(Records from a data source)
····················
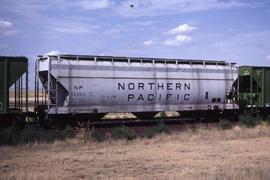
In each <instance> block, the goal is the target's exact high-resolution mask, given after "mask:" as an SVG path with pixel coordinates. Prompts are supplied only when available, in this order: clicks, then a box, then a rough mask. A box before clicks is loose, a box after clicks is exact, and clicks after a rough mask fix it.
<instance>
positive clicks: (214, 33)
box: [0, 0, 270, 66]
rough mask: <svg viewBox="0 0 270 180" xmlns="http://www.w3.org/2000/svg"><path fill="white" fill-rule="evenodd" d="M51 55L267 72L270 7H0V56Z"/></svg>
mask: <svg viewBox="0 0 270 180" xmlns="http://www.w3.org/2000/svg"><path fill="white" fill-rule="evenodd" d="M50 51H59V52H61V53H71V54H96V55H120V56H145V57H166V58H187V59H210V60H211V59H212V60H226V61H229V62H236V63H238V64H239V65H259V66H261V65H265V66H270V1H267V0H258V1H255V0H254V1H253V0H168V1H165V0H126V1H124V0H123V1H120V0H78V1H70V0H48V1H45V0H44V1H39V0H16V1H15V0H0V55H24V56H28V57H29V59H30V64H31V66H32V65H33V62H34V58H35V57H36V56H37V55H39V54H45V53H48V52H50Z"/></svg>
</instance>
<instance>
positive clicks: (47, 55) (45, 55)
mask: <svg viewBox="0 0 270 180" xmlns="http://www.w3.org/2000/svg"><path fill="white" fill-rule="evenodd" d="M58 54H61V53H60V51H50V52H47V53H45V54H44V55H45V56H48V55H58Z"/></svg>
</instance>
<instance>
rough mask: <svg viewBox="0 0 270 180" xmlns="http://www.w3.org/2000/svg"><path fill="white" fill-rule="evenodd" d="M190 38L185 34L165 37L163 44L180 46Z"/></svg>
mask: <svg viewBox="0 0 270 180" xmlns="http://www.w3.org/2000/svg"><path fill="white" fill-rule="evenodd" d="M191 40H192V38H191V37H190V36H186V35H178V36H176V37H175V38H174V39H167V40H165V41H164V45H166V46H181V45H183V44H186V43H188V42H190V41H191Z"/></svg>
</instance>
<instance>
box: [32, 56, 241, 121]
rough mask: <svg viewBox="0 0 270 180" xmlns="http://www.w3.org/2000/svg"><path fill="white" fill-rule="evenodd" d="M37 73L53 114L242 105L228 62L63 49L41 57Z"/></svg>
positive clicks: (46, 101) (52, 114) (203, 109)
mask: <svg viewBox="0 0 270 180" xmlns="http://www.w3.org/2000/svg"><path fill="white" fill-rule="evenodd" d="M36 73H37V76H38V77H39V78H40V81H41V82H42V86H43V87H44V88H45V90H46V92H47V94H48V95H47V97H46V100H45V103H44V104H46V109H47V113H48V114H49V115H66V114H73V115H74V114H106V113H110V112H131V113H134V114H135V115H137V116H139V113H145V114H146V113H150V114H151V115H154V114H155V113H157V112H160V111H177V112H187V111H192V112H193V111H206V110H207V111H209V110H210V111H211V110H220V111H224V110H233V109H238V108H239V107H238V104H237V98H236V97H235V96H236V95H237V92H236V91H237V90H236V88H235V87H233V84H234V83H235V81H236V80H237V77H238V68H237V67H236V66H234V64H229V63H226V62H224V61H203V60H179V59H156V58H135V57H111V56H83V55H64V54H62V55H61V54H60V55H55V56H39V57H38V58H37V61H36ZM37 82H38V81H37ZM37 86H39V85H37Z"/></svg>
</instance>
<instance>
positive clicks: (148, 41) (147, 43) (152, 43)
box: [143, 40, 154, 46]
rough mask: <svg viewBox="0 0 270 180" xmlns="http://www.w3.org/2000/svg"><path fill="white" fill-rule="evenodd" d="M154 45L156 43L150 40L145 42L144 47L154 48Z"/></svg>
mask: <svg viewBox="0 0 270 180" xmlns="http://www.w3.org/2000/svg"><path fill="white" fill-rule="evenodd" d="M153 44H154V42H153V41H152V40H148V41H144V42H143V45H144V46H152V45H153Z"/></svg>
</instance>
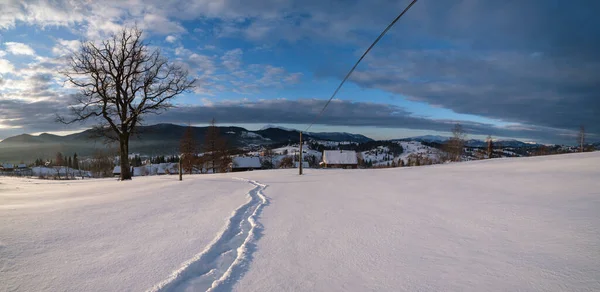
····················
### Your assignment
Print every entry exactly; omit the pictures.

### Solved exercise
In each <instance> block, the goal is the target's exact high-resolution mask, given after "mask:" as an SVG path with pixel coordinates. Prompts are supplied only when available, in this order: clicks, then a box, then a rough mask. A box before clicks is loose, a box after clicks is exact, and clicks after a rough mask fix it.
<instance>
positive clicks: (214, 33)
box: [0, 0, 270, 66]
rough mask: <svg viewBox="0 0 270 180" xmlns="http://www.w3.org/2000/svg"><path fill="white" fill-rule="evenodd" d="M51 55L267 72L270 7H0V56Z"/></svg>
mask: <svg viewBox="0 0 270 180" xmlns="http://www.w3.org/2000/svg"><path fill="white" fill-rule="evenodd" d="M50 51H59V52H61V53H71V54H96V55H120V56H145V57H166V58H187V59H210V60H211V59H212V60H226V61H229V62H236V63H238V64H239V65H259V66H261V65H265V66H270V1H267V0H258V1H255V0H254V1H253V0H168V1H165V0H126V1H124V0H123V1H120V0H78V1H70V0H48V1H45V0H44V1H39V0H16V1H15V0H0V55H24V56H28V57H29V59H30V64H31V66H32V65H33V62H34V58H35V57H36V56H37V55H39V54H45V53H48V52H50Z"/></svg>
</instance>
<instance>
positive clicks: (47, 55) (45, 55)
mask: <svg viewBox="0 0 270 180" xmlns="http://www.w3.org/2000/svg"><path fill="white" fill-rule="evenodd" d="M58 54H61V53H60V51H50V52H47V53H45V54H44V55H45V56H48V55H58Z"/></svg>
</instance>
<instance>
rough mask: <svg viewBox="0 0 270 180" xmlns="http://www.w3.org/2000/svg"><path fill="white" fill-rule="evenodd" d="M190 38L185 34L165 37L163 44L180 46Z"/></svg>
mask: <svg viewBox="0 0 270 180" xmlns="http://www.w3.org/2000/svg"><path fill="white" fill-rule="evenodd" d="M191 40H192V38H191V37H190V36H186V35H178V36H176V37H175V38H174V39H167V40H165V41H164V45H166V46H181V45H183V44H186V43H188V42H190V41H191Z"/></svg>
</instance>
<instance>
box: [32, 56, 241, 121]
rough mask: <svg viewBox="0 0 270 180" xmlns="http://www.w3.org/2000/svg"><path fill="white" fill-rule="evenodd" d="M37 73L53 114L242 105L228 62L63 49L41 57Z"/></svg>
positive clicks: (46, 101) (52, 114) (203, 109)
mask: <svg viewBox="0 0 270 180" xmlns="http://www.w3.org/2000/svg"><path fill="white" fill-rule="evenodd" d="M36 73H37V76H38V77H39V78H40V81H41V82H42V86H43V87H44V88H45V90H46V92H47V94H48V95H47V97H46V100H45V103H44V104H46V109H47V113H48V114H49V115H66V114H73V115H74V114H106V113H110V112H131V113H134V114H135V115H137V116H139V113H145V114H146V113H150V114H151V115H154V114H155V113H157V112H160V111H177V112H187V111H192V112H193V111H206V110H207V111H209V110H210V111H211V110H220V111H224V110H233V109H238V108H239V107H238V104H237V98H236V97H235V96H236V95H237V92H236V91H237V90H236V88H235V87H233V84H234V83H235V81H236V80H237V77H238V68H237V67H236V66H234V64H229V63H226V62H224V61H203V60H179V59H156V58H135V57H111V56H83V55H64V54H62V55H61V54H60V55H55V56H39V57H38V58H37V61H36ZM37 82H38V81H37ZM37 86H39V85H37Z"/></svg>
</instance>
<instance>
positive clicks: (148, 41) (147, 43) (152, 43)
box: [143, 40, 154, 46]
rough mask: <svg viewBox="0 0 270 180" xmlns="http://www.w3.org/2000/svg"><path fill="white" fill-rule="evenodd" d="M154 45L156 43L150 40L145 42L144 47L154 48Z"/></svg>
mask: <svg viewBox="0 0 270 180" xmlns="http://www.w3.org/2000/svg"><path fill="white" fill-rule="evenodd" d="M153 44H154V42H153V41H152V40H148V41H144V42H143V45H144V46H152V45H153Z"/></svg>
</instance>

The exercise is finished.